Supplied records>

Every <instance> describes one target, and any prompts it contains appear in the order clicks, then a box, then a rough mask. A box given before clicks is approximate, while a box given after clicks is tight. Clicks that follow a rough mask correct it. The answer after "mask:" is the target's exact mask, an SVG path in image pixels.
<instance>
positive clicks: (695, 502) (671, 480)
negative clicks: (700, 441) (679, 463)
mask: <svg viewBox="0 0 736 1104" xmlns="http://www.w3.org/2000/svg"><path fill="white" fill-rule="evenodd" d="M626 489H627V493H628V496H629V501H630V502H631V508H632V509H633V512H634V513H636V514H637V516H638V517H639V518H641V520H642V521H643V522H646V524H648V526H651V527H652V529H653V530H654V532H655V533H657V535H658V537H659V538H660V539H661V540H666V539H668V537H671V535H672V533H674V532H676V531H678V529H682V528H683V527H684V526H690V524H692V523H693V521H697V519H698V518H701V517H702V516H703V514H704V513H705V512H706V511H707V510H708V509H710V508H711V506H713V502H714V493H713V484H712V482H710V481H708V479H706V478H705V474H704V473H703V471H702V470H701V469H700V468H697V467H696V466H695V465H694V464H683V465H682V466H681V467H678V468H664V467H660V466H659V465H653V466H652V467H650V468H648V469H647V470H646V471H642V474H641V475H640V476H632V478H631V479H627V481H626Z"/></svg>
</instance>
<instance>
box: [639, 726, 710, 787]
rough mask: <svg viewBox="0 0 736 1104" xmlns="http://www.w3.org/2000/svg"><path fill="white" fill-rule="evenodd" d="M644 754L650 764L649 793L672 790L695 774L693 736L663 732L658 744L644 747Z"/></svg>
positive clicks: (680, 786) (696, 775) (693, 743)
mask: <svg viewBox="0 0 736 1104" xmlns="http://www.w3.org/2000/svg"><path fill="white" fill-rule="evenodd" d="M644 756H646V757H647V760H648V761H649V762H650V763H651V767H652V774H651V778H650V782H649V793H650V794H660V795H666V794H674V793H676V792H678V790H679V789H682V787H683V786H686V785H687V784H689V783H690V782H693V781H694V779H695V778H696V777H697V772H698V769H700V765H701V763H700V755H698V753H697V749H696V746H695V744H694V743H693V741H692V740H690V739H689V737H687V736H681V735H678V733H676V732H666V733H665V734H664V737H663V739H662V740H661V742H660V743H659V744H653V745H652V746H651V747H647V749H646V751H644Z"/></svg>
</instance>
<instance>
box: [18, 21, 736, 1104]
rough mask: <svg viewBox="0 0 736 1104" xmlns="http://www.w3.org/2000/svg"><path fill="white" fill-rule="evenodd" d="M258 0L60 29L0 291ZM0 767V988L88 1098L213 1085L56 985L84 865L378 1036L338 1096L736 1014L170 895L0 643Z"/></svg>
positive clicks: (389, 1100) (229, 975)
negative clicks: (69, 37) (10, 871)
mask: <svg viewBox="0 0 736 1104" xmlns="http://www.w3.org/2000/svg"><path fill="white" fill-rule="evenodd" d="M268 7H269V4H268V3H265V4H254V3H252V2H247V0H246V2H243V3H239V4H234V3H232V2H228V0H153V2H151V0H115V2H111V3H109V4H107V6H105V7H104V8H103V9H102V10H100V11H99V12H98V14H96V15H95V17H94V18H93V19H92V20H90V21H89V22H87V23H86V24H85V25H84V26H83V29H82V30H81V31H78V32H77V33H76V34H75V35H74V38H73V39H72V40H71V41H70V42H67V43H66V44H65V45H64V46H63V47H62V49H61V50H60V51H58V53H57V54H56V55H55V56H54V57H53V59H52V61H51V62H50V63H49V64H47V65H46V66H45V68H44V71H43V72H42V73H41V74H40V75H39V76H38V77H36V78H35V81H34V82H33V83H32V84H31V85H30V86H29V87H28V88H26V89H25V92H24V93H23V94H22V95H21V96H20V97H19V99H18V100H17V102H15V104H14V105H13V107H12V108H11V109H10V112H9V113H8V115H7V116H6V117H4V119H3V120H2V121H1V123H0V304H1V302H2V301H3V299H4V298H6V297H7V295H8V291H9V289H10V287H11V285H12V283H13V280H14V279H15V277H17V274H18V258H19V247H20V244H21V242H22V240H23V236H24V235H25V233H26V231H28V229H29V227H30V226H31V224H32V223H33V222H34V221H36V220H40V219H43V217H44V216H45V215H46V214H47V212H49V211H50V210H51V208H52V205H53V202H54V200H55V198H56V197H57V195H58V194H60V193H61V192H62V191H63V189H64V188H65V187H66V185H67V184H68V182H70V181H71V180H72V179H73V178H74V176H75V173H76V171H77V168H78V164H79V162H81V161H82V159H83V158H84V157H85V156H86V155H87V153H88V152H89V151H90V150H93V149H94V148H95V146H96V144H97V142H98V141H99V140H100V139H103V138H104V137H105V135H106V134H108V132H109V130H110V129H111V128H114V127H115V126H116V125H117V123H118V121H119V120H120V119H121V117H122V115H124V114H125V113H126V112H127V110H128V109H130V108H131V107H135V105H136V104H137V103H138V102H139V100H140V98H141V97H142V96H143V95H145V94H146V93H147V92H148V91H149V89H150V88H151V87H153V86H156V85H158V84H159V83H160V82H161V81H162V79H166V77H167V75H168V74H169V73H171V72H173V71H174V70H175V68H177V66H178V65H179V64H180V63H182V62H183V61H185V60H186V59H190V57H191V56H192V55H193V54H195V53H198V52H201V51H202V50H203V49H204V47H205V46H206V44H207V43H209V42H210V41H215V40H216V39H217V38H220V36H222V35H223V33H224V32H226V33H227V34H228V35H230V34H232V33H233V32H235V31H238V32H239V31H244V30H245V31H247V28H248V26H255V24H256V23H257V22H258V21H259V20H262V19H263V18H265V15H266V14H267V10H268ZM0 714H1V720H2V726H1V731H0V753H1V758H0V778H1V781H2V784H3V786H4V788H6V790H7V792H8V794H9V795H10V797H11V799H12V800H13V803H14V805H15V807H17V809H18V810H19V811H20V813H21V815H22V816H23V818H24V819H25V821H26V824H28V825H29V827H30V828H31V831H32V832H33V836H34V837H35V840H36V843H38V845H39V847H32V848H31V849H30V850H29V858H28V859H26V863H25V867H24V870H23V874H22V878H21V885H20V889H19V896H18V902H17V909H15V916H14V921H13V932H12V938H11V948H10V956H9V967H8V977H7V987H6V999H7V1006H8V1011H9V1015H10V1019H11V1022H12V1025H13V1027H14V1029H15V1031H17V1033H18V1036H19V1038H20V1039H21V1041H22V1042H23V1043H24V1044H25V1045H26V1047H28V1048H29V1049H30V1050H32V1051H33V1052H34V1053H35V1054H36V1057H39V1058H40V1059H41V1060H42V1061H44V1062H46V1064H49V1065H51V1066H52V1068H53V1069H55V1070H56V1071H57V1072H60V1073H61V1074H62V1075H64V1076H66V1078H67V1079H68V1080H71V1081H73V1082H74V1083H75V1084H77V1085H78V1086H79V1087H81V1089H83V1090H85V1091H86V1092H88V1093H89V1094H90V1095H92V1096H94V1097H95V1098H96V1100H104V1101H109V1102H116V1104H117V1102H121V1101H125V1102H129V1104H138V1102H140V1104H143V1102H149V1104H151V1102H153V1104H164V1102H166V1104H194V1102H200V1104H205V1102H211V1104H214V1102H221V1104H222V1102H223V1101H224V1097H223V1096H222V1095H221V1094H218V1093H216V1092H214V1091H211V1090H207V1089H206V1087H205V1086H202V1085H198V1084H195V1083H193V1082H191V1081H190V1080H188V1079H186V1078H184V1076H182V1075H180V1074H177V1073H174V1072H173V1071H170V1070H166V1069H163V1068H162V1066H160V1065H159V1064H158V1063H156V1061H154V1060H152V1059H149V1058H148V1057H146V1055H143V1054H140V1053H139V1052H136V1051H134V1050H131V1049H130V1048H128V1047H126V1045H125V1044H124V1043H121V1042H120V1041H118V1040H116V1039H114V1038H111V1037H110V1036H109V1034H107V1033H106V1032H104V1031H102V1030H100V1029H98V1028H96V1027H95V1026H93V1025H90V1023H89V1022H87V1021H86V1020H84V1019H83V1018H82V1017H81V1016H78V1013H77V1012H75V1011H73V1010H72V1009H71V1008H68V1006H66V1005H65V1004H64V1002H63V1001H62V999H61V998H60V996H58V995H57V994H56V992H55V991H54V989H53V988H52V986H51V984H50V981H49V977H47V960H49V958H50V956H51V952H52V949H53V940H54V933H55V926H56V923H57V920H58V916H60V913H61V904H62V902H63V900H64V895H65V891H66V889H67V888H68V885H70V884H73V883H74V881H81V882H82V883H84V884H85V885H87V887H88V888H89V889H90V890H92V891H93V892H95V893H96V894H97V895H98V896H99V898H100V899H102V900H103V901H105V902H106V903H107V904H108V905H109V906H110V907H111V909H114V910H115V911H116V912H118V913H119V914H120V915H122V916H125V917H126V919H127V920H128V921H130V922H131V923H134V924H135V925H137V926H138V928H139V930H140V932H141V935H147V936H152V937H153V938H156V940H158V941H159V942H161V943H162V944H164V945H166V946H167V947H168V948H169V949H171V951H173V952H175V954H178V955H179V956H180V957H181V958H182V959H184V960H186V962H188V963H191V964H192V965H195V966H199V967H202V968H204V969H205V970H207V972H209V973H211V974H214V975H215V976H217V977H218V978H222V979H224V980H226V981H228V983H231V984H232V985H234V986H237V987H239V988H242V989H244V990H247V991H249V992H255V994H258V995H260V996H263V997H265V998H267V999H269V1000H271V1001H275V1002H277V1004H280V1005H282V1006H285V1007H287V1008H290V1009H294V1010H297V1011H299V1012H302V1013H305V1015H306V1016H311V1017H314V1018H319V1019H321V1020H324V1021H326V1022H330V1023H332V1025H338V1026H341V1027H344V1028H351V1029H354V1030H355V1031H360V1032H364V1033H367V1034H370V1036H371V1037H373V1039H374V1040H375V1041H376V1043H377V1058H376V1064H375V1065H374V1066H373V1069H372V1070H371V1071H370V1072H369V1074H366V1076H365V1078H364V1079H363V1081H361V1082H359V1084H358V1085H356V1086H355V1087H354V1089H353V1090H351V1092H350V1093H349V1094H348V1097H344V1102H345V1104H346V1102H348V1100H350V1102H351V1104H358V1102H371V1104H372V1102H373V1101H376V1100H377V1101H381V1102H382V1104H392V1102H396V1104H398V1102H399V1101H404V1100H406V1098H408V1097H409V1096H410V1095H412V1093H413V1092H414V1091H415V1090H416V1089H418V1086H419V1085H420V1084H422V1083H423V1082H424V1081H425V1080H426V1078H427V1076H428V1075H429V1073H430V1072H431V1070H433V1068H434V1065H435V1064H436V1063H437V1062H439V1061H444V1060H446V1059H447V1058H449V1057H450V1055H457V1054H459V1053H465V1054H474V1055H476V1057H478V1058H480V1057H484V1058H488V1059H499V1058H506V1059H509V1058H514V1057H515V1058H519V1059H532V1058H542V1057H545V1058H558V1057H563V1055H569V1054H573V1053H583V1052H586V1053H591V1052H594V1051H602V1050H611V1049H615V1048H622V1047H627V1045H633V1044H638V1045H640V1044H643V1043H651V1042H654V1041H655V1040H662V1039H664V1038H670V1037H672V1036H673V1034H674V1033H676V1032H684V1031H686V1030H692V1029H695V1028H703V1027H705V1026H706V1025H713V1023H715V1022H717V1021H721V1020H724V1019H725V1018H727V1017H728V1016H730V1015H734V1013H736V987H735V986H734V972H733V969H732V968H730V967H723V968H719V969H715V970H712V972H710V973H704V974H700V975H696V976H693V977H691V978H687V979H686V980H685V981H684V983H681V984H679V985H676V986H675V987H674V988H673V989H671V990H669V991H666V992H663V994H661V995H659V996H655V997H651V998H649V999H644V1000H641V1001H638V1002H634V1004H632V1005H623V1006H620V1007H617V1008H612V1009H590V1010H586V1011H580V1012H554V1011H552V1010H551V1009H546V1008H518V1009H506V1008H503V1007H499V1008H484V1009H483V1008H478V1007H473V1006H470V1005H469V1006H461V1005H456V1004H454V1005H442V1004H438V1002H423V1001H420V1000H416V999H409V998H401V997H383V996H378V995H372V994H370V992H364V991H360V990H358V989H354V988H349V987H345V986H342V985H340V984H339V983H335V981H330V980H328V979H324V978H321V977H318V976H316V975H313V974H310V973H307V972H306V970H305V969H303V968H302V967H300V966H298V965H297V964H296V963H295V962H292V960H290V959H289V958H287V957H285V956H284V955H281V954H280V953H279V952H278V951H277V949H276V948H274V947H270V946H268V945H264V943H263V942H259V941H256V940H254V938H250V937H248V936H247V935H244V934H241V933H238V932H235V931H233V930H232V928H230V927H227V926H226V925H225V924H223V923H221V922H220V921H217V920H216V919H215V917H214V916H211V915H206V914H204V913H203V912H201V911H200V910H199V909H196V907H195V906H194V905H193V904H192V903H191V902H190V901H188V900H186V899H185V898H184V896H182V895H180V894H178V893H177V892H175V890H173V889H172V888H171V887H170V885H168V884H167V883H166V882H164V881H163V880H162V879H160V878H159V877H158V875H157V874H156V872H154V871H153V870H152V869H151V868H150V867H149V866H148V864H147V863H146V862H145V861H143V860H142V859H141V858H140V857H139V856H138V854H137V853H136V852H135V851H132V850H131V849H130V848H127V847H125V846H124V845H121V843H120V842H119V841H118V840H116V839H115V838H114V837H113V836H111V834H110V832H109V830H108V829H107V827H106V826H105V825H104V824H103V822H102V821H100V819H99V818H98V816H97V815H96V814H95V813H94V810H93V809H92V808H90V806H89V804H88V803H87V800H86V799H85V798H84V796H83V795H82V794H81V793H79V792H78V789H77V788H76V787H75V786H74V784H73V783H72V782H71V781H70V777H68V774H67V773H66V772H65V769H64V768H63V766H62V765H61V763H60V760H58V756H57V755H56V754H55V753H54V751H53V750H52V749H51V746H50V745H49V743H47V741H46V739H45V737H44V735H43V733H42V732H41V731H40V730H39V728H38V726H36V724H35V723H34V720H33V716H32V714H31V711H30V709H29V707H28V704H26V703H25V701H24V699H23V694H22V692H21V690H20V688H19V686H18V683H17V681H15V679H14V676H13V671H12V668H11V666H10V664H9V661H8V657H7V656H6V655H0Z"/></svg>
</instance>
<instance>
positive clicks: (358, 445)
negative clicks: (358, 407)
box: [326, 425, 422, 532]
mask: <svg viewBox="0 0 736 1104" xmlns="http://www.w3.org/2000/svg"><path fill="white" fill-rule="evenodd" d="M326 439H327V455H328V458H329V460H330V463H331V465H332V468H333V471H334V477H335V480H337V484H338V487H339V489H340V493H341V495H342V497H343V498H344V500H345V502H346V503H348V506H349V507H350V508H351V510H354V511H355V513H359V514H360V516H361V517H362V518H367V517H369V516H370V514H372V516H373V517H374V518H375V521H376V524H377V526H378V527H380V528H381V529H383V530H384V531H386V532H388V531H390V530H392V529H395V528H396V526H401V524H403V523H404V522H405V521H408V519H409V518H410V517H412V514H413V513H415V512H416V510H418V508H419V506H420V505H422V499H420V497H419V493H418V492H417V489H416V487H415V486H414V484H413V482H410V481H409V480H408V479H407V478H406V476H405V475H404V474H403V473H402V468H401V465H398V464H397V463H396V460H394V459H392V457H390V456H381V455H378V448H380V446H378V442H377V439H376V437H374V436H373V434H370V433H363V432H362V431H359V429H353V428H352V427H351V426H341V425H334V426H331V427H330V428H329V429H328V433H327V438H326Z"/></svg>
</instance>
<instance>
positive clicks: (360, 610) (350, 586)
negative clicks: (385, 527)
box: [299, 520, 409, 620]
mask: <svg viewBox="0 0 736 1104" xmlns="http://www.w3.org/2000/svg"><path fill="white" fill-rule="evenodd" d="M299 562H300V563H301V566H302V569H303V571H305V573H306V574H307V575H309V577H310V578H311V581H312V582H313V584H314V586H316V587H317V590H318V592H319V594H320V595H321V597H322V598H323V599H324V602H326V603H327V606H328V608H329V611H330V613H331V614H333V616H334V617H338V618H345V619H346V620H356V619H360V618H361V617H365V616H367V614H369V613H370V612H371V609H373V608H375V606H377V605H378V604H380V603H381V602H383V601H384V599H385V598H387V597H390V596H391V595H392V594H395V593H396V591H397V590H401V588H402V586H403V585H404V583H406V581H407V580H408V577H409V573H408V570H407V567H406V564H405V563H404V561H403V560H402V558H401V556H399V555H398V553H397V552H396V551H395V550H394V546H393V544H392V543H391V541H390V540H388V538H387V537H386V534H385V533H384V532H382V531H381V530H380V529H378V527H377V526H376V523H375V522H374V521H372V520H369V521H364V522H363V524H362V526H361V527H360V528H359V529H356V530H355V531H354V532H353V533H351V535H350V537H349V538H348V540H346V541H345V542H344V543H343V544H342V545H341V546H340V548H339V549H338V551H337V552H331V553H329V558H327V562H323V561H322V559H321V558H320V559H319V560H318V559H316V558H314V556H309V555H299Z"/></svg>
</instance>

Work request> Rewrite the data from its first line through the line containing "negative clicks: (700, 441) (679, 463)", swapping "positive" for "included" and changing nothing else. Give only those lines.

Solution below>
Every <instance> describes one target, and any prompts it contains appear in the order clicks, then a box, then a rough mask. A box given before clicks is approximate, while a box given after clicks is tight. Clicks that follow a rough mask correct it. The answer after "mask:" is the target's exact mask, an SVG path in image pixels.
<instance>
included clicks: (695, 502) (671, 480)
negative clicks: (700, 441) (679, 463)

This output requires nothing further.